Point labels for objects
◇ ◇ ◇

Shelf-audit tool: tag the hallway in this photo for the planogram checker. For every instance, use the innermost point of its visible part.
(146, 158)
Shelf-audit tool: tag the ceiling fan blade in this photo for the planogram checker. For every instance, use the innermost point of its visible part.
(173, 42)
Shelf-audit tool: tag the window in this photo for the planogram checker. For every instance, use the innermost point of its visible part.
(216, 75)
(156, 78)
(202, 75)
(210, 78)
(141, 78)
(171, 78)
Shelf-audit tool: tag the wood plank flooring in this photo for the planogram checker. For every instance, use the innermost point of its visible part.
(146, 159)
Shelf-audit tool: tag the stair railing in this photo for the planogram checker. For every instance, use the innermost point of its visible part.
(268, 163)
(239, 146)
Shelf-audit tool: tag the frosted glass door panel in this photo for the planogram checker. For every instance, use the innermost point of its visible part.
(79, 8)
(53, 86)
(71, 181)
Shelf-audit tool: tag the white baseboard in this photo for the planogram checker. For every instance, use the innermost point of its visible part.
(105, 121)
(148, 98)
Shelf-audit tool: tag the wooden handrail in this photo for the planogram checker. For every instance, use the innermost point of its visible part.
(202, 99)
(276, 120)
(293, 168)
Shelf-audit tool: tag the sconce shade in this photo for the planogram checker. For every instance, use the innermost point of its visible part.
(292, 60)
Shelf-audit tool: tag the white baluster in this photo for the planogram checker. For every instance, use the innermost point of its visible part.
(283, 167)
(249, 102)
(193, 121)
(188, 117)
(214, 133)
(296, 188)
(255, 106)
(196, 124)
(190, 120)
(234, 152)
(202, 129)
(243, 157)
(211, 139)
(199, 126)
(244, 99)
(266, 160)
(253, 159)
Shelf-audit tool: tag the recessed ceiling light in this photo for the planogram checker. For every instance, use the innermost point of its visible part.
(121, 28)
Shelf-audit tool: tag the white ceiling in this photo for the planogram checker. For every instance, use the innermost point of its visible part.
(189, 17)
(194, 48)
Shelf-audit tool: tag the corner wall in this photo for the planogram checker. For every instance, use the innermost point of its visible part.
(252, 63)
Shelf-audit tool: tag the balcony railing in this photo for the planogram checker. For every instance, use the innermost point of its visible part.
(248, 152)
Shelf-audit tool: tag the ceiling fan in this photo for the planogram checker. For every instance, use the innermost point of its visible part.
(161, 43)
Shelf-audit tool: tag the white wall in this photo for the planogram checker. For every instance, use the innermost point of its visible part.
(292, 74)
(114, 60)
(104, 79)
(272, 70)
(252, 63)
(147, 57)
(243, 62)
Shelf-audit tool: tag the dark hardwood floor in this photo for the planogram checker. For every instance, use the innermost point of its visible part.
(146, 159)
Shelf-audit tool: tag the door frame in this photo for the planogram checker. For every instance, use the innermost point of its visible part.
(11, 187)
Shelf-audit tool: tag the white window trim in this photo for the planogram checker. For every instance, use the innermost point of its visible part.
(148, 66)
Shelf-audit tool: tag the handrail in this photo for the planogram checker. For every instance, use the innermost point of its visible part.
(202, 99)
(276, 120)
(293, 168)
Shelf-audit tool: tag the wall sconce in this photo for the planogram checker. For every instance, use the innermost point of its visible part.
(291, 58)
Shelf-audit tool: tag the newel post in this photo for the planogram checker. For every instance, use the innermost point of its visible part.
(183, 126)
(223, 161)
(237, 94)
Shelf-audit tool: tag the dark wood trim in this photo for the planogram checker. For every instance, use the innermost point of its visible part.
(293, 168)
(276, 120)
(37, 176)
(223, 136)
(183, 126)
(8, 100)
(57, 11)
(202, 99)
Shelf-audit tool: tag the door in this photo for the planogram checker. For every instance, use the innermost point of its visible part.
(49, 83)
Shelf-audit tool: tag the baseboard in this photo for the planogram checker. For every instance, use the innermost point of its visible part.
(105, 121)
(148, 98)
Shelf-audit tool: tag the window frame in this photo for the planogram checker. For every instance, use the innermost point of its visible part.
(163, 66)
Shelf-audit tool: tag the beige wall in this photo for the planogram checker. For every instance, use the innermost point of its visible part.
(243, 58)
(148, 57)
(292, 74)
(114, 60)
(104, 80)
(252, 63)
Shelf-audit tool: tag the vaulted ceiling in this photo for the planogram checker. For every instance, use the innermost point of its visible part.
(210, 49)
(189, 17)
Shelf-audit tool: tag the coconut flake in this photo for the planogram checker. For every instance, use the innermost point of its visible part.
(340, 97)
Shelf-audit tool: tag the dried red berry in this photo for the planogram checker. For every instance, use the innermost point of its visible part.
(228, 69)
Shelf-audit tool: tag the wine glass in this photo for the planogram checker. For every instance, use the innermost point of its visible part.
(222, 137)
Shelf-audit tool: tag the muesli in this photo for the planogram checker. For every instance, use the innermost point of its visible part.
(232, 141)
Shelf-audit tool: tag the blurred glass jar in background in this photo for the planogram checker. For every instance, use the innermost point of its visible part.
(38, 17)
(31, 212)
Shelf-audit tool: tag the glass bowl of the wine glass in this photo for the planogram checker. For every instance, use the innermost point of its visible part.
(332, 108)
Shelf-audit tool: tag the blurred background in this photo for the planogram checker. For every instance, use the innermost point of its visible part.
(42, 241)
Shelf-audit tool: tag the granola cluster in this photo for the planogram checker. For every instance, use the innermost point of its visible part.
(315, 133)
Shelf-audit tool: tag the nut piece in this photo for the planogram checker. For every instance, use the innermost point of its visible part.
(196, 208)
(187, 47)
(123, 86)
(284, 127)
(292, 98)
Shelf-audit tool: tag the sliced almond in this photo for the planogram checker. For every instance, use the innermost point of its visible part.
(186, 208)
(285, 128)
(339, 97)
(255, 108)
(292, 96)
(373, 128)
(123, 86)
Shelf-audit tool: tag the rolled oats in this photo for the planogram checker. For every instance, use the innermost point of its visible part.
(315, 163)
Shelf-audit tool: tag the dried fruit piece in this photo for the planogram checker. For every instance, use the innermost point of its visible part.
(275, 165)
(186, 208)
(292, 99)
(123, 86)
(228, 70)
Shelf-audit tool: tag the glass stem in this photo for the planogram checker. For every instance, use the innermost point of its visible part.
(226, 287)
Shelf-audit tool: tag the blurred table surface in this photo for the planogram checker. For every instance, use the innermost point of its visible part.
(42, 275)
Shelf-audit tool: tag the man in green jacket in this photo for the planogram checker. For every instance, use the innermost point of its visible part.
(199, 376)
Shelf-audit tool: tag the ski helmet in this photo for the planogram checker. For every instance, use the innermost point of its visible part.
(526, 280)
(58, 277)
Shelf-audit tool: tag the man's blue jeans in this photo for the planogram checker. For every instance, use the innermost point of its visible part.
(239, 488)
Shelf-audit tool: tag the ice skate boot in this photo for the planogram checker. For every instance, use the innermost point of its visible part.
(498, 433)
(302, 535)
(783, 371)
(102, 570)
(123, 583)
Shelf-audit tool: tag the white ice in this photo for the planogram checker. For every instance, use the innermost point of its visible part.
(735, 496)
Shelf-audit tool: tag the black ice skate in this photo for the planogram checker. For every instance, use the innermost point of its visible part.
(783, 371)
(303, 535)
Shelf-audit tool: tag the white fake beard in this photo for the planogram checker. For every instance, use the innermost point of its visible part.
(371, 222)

◇ ◇ ◇

__Goal__:
Copy the material above word for word, everything from the line containing "Shelf-audit tool: tag the white fake" down to the end of the material.

__Solution to this problem__:
Shelf-audit tool: tag the white fake beard in this photo for the planogram checker. For every instance, use the innermost point of its visible part.
(371, 222)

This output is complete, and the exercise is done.